● **Written instruction**: Copy the stretch from the start of the items through the line containing "74L260 77L260 80L264", including both ends, and leave the pictures out of your answer.

● **Spatial annotation items**:

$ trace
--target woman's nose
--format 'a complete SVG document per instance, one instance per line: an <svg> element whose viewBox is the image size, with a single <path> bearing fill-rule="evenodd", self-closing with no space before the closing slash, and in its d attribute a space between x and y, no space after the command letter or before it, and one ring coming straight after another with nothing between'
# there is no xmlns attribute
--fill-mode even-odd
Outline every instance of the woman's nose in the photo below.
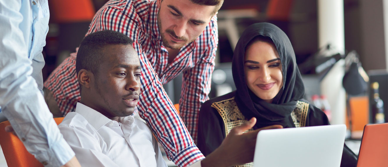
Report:
<svg viewBox="0 0 388 167"><path fill-rule="evenodd" d="M262 74L260 77L260 80L264 83L267 83L271 78L271 75L269 70L267 68L262 69Z"/></svg>

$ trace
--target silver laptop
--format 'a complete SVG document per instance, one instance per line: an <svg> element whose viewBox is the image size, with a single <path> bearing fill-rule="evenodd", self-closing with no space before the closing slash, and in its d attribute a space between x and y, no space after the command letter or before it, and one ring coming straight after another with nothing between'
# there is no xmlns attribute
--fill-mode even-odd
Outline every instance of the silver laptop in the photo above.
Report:
<svg viewBox="0 0 388 167"><path fill-rule="evenodd" d="M339 167L345 125L261 131L257 134L255 167Z"/></svg>

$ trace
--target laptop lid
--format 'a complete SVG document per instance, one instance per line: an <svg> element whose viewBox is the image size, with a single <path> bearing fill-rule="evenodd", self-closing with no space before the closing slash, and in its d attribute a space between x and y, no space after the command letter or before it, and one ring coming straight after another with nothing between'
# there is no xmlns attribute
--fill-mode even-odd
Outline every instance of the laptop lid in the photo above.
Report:
<svg viewBox="0 0 388 167"><path fill-rule="evenodd" d="M364 127L357 167L388 166L388 123Z"/></svg>
<svg viewBox="0 0 388 167"><path fill-rule="evenodd" d="M253 166L340 167L346 131L343 124L261 131Z"/></svg>

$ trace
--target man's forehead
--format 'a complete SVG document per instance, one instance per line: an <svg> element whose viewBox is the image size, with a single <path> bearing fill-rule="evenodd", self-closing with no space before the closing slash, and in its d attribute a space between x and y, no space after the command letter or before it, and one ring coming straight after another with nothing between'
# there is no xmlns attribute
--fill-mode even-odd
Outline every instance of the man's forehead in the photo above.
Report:
<svg viewBox="0 0 388 167"><path fill-rule="evenodd" d="M196 14L198 17L197 19L204 16L212 16L212 14L216 8L215 6L194 3L190 0L163 0L163 1L166 2L167 7L175 11L179 15L184 15L191 12ZM208 11L206 12L207 10Z"/></svg>
<svg viewBox="0 0 388 167"><path fill-rule="evenodd" d="M103 55L102 58L110 64L116 65L125 62L140 64L137 53L131 45L106 46L101 53Z"/></svg>

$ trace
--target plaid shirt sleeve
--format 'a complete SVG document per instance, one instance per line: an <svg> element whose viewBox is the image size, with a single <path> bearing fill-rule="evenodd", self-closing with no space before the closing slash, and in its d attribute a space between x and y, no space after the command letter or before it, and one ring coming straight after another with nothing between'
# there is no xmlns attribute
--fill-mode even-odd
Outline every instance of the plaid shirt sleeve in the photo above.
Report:
<svg viewBox="0 0 388 167"><path fill-rule="evenodd" d="M218 29L217 16L215 15L210 26L206 27L199 39L198 43L208 44L206 46L197 46L203 47L206 51L194 67L183 72L179 111L186 127L195 141L199 108L203 103L209 100L211 74L214 70L214 59L218 45ZM210 38L207 37L208 36ZM201 41L204 40L209 41Z"/></svg>
<svg viewBox="0 0 388 167"><path fill-rule="evenodd" d="M187 166L204 158L142 50L139 41L146 36L139 30L140 23L128 16L137 14L134 11L124 14L121 11L115 7L101 9L95 16L88 33L109 29L123 33L133 40L142 69L142 87L138 105L140 115L151 127L168 158L177 165Z"/></svg>

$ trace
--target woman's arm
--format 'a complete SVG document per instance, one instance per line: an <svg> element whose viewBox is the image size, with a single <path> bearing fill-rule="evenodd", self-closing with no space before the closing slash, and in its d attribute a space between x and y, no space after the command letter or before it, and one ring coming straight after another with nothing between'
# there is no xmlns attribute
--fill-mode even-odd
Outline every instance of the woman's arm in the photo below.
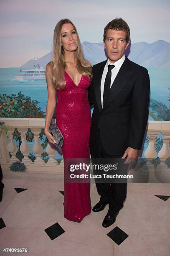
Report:
<svg viewBox="0 0 170 256"><path fill-rule="evenodd" d="M50 62L49 62L46 67L46 78L47 85L48 101L46 107L44 134L49 142L55 143L56 142L55 139L48 131L49 127L56 106L56 90L53 88L52 83L52 74Z"/></svg>

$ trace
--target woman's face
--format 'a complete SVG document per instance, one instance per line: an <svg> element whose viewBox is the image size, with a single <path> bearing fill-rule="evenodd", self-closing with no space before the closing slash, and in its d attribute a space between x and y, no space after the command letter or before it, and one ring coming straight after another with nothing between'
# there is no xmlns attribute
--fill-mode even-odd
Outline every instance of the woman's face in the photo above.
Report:
<svg viewBox="0 0 170 256"><path fill-rule="evenodd" d="M64 51L74 51L78 46L77 35L72 24L64 24L61 28L61 44Z"/></svg>

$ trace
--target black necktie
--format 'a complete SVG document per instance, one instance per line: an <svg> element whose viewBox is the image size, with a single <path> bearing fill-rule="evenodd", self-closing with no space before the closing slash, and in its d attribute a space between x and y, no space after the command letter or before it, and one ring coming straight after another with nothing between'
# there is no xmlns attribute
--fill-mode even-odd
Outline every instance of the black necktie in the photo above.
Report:
<svg viewBox="0 0 170 256"><path fill-rule="evenodd" d="M112 77L112 69L114 67L114 65L109 65L108 71L106 75L105 80L104 81L104 90L103 92L103 108L104 105L108 95L109 91L110 90L110 82Z"/></svg>

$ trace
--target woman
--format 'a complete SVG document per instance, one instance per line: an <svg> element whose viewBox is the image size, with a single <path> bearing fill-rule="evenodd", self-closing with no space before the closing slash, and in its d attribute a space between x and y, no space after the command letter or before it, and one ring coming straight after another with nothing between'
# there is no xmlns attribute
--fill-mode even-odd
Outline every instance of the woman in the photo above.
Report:
<svg viewBox="0 0 170 256"><path fill-rule="evenodd" d="M87 88L91 66L84 57L76 29L68 19L56 25L53 58L46 67L48 99L44 133L49 142L55 140L48 129L56 107L56 123L64 142L62 147L66 174L66 159L89 157L91 121ZM90 184L67 183L64 176L64 217L80 222L90 214Z"/></svg>

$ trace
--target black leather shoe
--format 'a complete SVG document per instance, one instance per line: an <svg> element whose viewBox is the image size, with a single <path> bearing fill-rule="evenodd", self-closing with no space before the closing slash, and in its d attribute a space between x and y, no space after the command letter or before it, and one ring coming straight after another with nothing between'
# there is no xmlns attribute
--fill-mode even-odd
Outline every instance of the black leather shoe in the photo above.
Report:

● **Solved exercise**:
$ trace
--target woman's nose
--format 'a complete SVG document per instance, one instance per line: an <svg> element whose viewBox is the image size, with a single <path> bearing fill-rule="evenodd", self-closing with no space before the closing slash, and in its d attribute a space between x and y, no space after the command letter or before it, and one ring coming straight after another with nothing between'
# there is no xmlns attribute
--fill-mode even-odd
Outline every instance of the woman's nose in the photo below.
Report:
<svg viewBox="0 0 388 167"><path fill-rule="evenodd" d="M262 74L260 77L260 80L264 83L267 83L271 78L271 75L269 70L267 68L262 69Z"/></svg>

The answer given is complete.